My baby asked for a shopping trip this week. She’s 11 and has never liked being referred to as “my baby”.
My Mum referred to me as her baby until dementia robbed her of her faculties a few years before her death in 2008. I liked this term of endearment.
Miriam and I both tried on shoes in New Look and then she tried on clothes in Primark.
Since Leah was a toddler she absolutely loved shopping and would never have allowed us to go shopping without her.
We still find ways to include her – we went to the gardening section in one of the Pound Shops and Miriam chose some items for Leah’s grave.
On this occasion Miriam chose a solar powered butterfly and a dragonfly. She also picked a shepherds crook (with a butterfly inset), on which we can hang things, like sun catchers.
I was glad when she chose a shepherd’s crook – it reminded me of the the 23rd Psalm and the Good Shepherd.
When the shops had closed up for the night, we headed over to the cemetery to place our purchases on Leah’s grave.
I suppose there was a time when visiting a cemetery in the dark would have seemed like a scary thing to do. Not now though – how could the place where we left the body of our beloved Leah ever seem scary?
We arranged our purchases with the light from the torch on Miriam’s mobile phone. Then we talked about the view and commented on the attractive variety of solar lights/decorations on some of the nearby graves. Surprisingly, it feels quiet and peaceful in the cemetery at night.
After this it was time for the obligatory trip to McDonald’s.
Inwardly I reflected on the fact that it’s two years this past week since our very first visit to Belfast City Hospital.

» Information provided:
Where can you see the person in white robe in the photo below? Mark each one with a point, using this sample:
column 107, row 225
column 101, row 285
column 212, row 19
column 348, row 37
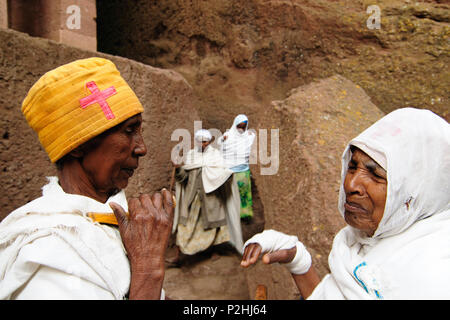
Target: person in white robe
column 398, row 251
column 207, row 211
column 82, row 239
column 236, row 146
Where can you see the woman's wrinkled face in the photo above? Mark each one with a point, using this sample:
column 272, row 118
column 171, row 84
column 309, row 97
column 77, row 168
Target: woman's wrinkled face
column 112, row 162
column 365, row 187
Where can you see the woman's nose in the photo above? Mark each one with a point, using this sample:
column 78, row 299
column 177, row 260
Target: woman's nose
column 354, row 183
column 140, row 149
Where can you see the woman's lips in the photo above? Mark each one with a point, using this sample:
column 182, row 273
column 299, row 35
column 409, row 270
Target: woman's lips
column 128, row 171
column 354, row 207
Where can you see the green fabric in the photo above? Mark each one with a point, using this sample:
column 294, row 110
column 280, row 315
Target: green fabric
column 245, row 192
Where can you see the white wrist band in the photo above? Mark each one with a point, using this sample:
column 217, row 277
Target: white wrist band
column 271, row 240
column 301, row 262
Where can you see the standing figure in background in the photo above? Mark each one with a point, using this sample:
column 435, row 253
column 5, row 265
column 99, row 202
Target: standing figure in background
column 236, row 145
column 207, row 211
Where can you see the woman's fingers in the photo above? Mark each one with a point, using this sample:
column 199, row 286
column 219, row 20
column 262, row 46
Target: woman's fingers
column 168, row 204
column 251, row 254
column 253, row 251
column 119, row 212
column 281, row 256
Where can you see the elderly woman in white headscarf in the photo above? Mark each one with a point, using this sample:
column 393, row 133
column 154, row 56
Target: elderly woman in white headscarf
column 395, row 198
column 236, row 146
column 206, row 214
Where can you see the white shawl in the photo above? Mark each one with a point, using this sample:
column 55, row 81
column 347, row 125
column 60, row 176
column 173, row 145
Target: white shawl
column 214, row 170
column 52, row 234
column 408, row 257
column 236, row 148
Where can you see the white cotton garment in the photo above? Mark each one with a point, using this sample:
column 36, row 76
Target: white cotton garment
column 50, row 249
column 408, row 256
column 236, row 148
column 214, row 170
column 272, row 240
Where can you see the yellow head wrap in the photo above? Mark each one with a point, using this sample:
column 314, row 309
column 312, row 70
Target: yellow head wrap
column 73, row 103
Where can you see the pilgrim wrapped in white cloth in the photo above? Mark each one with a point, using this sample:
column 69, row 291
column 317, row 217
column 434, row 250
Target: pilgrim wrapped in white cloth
column 52, row 246
column 407, row 256
column 207, row 211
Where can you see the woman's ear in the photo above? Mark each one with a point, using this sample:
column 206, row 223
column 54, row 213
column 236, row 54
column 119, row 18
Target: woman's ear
column 77, row 153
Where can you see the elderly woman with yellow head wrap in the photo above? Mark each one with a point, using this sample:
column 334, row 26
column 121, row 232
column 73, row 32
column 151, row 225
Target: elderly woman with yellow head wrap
column 60, row 246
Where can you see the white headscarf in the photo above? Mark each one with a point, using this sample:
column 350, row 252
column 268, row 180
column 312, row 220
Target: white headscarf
column 237, row 147
column 408, row 257
column 202, row 135
column 214, row 170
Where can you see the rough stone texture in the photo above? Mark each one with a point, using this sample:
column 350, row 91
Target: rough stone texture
column 167, row 98
column 316, row 122
column 235, row 53
column 56, row 20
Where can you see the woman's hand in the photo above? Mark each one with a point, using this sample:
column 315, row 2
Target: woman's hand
column 145, row 234
column 254, row 250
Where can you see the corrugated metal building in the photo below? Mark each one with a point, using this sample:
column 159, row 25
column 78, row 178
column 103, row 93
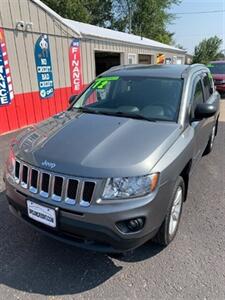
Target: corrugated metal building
column 45, row 58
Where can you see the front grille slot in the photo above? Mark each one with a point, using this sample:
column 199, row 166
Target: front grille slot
column 88, row 191
column 34, row 181
column 57, row 188
column 24, row 177
column 45, row 180
column 71, row 191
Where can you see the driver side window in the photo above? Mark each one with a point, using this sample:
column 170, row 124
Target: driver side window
column 198, row 97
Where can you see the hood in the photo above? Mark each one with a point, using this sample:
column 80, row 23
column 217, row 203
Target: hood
column 90, row 145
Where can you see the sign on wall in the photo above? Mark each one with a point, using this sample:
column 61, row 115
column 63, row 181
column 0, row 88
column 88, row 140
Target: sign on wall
column 44, row 67
column 160, row 59
column 75, row 67
column 6, row 90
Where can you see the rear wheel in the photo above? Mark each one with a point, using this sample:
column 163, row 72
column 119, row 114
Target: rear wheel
column 169, row 228
column 210, row 144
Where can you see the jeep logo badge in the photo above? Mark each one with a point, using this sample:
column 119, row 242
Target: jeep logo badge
column 48, row 164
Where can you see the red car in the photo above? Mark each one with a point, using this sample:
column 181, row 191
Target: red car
column 217, row 69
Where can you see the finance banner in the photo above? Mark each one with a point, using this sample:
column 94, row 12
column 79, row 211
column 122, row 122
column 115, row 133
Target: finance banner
column 44, row 67
column 75, row 67
column 6, row 89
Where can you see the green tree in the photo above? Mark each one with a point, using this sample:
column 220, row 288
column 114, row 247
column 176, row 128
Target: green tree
column 208, row 50
column 147, row 18
column 96, row 12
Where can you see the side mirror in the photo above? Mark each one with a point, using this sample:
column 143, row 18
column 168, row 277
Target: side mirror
column 72, row 98
column 205, row 110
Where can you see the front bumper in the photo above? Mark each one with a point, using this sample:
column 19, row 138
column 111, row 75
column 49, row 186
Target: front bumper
column 95, row 228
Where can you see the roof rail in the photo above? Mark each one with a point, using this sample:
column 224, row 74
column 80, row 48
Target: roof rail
column 190, row 68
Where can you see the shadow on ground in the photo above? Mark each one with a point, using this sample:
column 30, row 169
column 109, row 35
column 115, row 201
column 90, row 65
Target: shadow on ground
column 34, row 263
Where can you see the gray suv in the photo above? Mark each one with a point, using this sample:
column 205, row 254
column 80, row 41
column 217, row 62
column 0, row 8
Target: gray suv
column 112, row 171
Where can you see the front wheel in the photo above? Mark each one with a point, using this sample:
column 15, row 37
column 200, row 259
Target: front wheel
column 169, row 228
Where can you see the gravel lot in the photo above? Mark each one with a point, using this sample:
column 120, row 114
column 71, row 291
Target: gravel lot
column 33, row 266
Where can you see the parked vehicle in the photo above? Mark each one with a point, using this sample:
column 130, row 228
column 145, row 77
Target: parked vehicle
column 217, row 69
column 112, row 171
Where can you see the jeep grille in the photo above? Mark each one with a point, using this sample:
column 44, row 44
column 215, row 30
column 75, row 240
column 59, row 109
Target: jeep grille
column 54, row 186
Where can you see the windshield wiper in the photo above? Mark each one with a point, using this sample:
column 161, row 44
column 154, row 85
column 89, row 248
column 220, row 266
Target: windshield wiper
column 87, row 110
column 133, row 115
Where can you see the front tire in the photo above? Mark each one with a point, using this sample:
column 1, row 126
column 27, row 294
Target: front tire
column 169, row 227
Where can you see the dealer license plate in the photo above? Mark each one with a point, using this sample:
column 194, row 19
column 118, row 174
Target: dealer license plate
column 42, row 214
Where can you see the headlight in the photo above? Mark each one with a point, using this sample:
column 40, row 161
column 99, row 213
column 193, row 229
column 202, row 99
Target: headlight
column 128, row 187
column 10, row 163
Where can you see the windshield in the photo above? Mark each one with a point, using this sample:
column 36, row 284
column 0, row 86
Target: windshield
column 217, row 68
column 138, row 97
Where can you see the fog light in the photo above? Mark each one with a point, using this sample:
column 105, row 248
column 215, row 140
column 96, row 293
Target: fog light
column 132, row 225
column 135, row 224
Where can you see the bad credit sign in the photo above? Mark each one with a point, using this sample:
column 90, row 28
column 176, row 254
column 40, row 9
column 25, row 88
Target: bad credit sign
column 6, row 89
column 75, row 67
column 44, row 67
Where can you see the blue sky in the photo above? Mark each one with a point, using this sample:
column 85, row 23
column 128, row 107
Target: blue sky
column 190, row 29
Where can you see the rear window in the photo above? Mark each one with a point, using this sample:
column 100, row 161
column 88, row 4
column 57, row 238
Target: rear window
column 217, row 68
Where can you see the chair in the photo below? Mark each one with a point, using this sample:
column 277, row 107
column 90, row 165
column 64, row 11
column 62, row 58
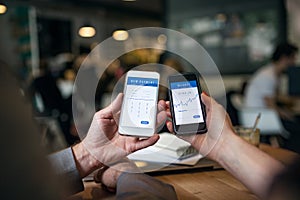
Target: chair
column 269, row 124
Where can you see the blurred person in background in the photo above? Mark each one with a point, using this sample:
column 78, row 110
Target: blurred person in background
column 27, row 174
column 54, row 105
column 262, row 91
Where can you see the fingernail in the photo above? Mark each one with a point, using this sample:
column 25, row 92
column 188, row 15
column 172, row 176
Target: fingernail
column 203, row 92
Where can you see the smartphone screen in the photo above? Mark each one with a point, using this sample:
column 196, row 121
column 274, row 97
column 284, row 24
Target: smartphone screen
column 138, row 115
column 186, row 106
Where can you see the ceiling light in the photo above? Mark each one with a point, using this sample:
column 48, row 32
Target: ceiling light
column 162, row 39
column 3, row 8
column 87, row 31
column 120, row 35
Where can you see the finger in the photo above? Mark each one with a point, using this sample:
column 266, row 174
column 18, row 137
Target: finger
column 207, row 101
column 169, row 126
column 117, row 103
column 161, row 105
column 146, row 142
column 161, row 120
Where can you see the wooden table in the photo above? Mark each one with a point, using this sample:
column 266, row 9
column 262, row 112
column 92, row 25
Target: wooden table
column 208, row 184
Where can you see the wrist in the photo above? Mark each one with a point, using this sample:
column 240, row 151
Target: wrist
column 85, row 162
column 226, row 140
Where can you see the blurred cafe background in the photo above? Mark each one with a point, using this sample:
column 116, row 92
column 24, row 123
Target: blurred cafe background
column 45, row 41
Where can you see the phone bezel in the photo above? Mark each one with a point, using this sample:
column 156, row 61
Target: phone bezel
column 193, row 128
column 138, row 131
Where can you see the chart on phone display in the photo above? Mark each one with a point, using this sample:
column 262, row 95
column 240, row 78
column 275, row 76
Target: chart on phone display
column 186, row 102
column 140, row 102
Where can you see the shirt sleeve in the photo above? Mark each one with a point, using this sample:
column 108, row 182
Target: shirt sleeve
column 64, row 165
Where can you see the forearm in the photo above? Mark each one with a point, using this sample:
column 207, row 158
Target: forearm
column 254, row 168
column 85, row 162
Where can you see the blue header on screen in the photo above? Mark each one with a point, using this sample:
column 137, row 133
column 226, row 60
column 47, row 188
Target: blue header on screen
column 185, row 84
column 152, row 82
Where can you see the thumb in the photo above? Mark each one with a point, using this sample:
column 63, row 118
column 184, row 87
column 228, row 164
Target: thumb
column 206, row 100
column 117, row 103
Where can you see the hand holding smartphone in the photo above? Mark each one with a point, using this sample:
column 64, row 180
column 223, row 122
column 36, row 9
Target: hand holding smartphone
column 187, row 109
column 139, row 108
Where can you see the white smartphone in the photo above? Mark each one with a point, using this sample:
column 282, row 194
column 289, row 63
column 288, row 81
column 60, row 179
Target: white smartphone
column 139, row 107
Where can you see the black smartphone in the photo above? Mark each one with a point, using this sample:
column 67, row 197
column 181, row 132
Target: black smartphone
column 187, row 109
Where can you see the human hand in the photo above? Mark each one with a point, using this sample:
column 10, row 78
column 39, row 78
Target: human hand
column 105, row 143
column 218, row 124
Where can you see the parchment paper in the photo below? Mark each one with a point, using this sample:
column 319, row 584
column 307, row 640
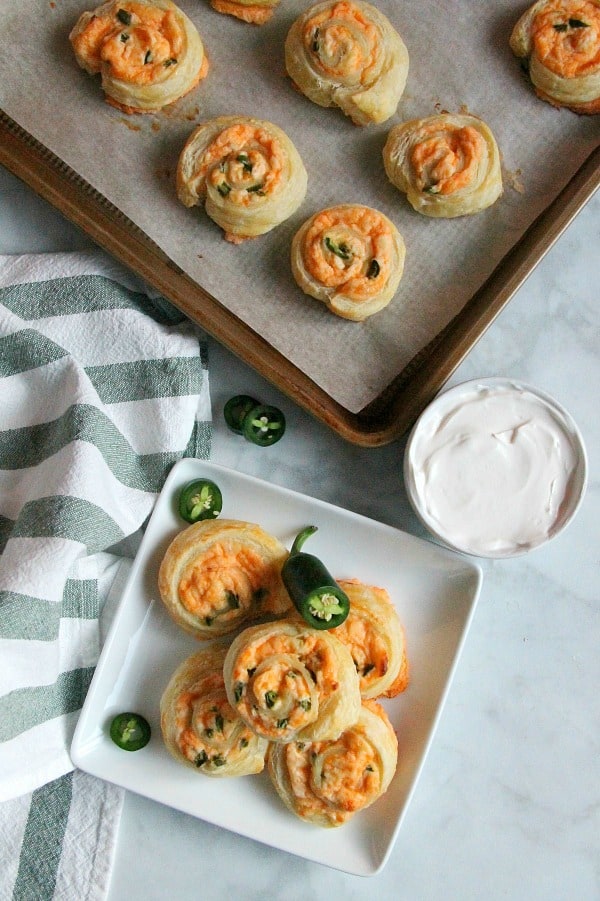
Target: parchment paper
column 459, row 58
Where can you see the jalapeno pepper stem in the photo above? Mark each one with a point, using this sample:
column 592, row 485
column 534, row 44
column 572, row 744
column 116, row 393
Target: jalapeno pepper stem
column 324, row 605
column 301, row 538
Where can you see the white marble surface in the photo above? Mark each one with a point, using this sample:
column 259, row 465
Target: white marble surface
column 508, row 803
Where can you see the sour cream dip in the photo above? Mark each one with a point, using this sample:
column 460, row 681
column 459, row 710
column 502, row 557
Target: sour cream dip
column 494, row 468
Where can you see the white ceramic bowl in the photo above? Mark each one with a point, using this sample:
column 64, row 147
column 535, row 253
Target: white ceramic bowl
column 495, row 468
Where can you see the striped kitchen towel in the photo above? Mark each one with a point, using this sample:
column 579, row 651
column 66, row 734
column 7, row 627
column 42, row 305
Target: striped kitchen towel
column 103, row 387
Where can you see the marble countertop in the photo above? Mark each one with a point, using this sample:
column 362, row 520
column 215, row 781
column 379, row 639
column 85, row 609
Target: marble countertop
column 508, row 803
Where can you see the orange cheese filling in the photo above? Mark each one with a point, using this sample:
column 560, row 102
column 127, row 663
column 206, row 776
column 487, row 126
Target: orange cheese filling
column 223, row 581
column 448, row 161
column 342, row 42
column 566, row 38
column 138, row 43
column 243, row 162
column 350, row 250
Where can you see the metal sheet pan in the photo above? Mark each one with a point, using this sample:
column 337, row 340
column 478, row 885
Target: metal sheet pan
column 397, row 407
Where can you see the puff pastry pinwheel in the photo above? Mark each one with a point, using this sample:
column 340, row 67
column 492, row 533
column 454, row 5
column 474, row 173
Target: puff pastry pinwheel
column 246, row 172
column 348, row 54
column 350, row 257
column 255, row 12
column 326, row 782
column 147, row 52
column 560, row 42
column 447, row 165
column 288, row 681
column 217, row 575
column 375, row 637
column 200, row 728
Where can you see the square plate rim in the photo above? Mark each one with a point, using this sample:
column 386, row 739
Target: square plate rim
column 84, row 759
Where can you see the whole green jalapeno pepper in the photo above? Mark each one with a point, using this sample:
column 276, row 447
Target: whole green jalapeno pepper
column 315, row 593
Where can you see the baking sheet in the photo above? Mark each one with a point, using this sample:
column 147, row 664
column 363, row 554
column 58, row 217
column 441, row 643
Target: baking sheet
column 459, row 58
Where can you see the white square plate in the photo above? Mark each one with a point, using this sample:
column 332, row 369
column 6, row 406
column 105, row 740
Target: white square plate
column 434, row 590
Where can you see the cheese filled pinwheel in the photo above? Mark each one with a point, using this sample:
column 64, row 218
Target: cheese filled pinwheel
column 348, row 54
column 216, row 575
column 447, row 165
column 325, row 783
column 147, row 52
column 374, row 636
column 200, row 728
column 289, row 681
column 246, row 172
column 559, row 41
column 255, row 12
column 351, row 258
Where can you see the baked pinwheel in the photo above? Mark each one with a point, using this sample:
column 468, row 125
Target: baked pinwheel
column 217, row 575
column 255, row 12
column 326, row 782
column 147, row 52
column 559, row 40
column 245, row 171
column 200, row 728
column 351, row 258
column 447, row 165
column 374, row 635
column 348, row 54
column 288, row 681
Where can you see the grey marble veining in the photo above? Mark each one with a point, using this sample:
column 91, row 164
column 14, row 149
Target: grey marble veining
column 508, row 802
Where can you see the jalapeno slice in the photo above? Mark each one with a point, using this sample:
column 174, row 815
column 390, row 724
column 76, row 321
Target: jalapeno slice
column 263, row 425
column 315, row 593
column 130, row 731
column 200, row 499
column 235, row 411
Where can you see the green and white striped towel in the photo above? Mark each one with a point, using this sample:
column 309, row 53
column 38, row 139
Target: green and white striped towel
column 102, row 389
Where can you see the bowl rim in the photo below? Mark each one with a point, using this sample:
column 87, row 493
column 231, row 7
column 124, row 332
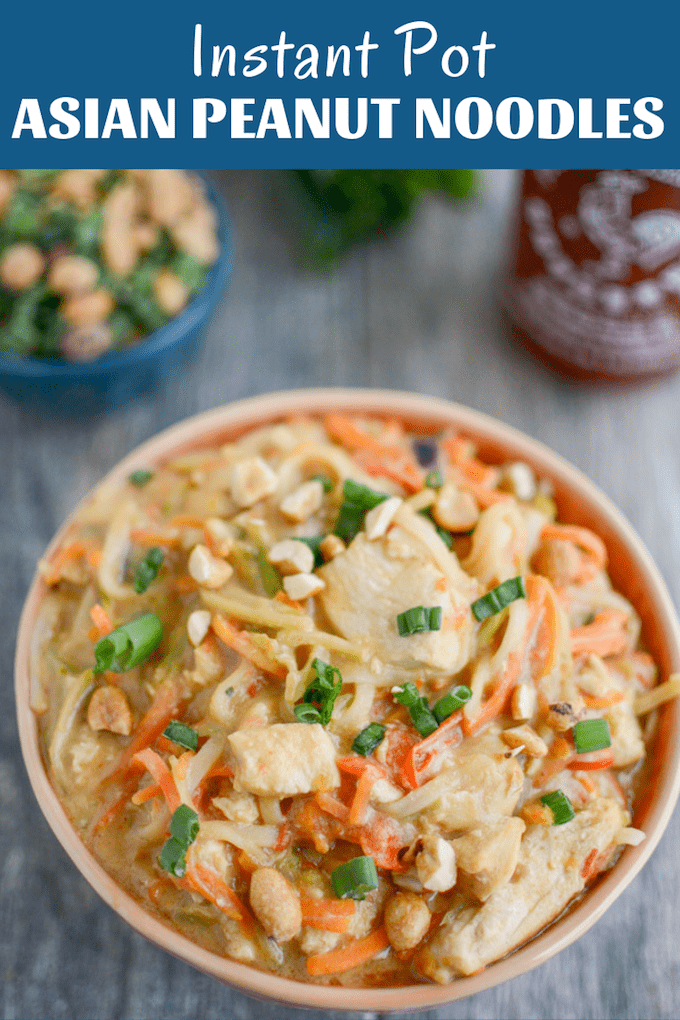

» Activity: Continue the account of the shopping trip, starting after its last sentence. The rows come from a separate source and have nothing to do with the account of the shopping trip.

» Exercise response:
Two years since we left behind the familiarity of our local hospital and faced all that was new and scary and unfamiliar.
Two years since a doctor we had only just met, told us things about our daughter’s diagnosis and prognosis that no parent ever wants to hear.
His phone call the previous week had told us that Leah needed a bone marrow transplant, but by the time we’d finished our face to face meeting with him, it seemed as if it was actually a miracle that our daughter needed.
For weeks afterwards a little voice inside my head kept saying “This is too much.” and another voice would quickly respond “But He is enough – God will get you through this.”
On Tuesday the 24th April ’13, before we left the house to go to Belfast City Hospital, I posted on my Facebook page, some words from one of Matt Redman’s songs that was so special to Leah and I:
“The sun comes up, it’s a new day dawning
It’s time to sing Your song again
Whatever may pass, and whatever lies before me
Let me be singing when the evening comes”
When we arrived home that evening my heart was breaking.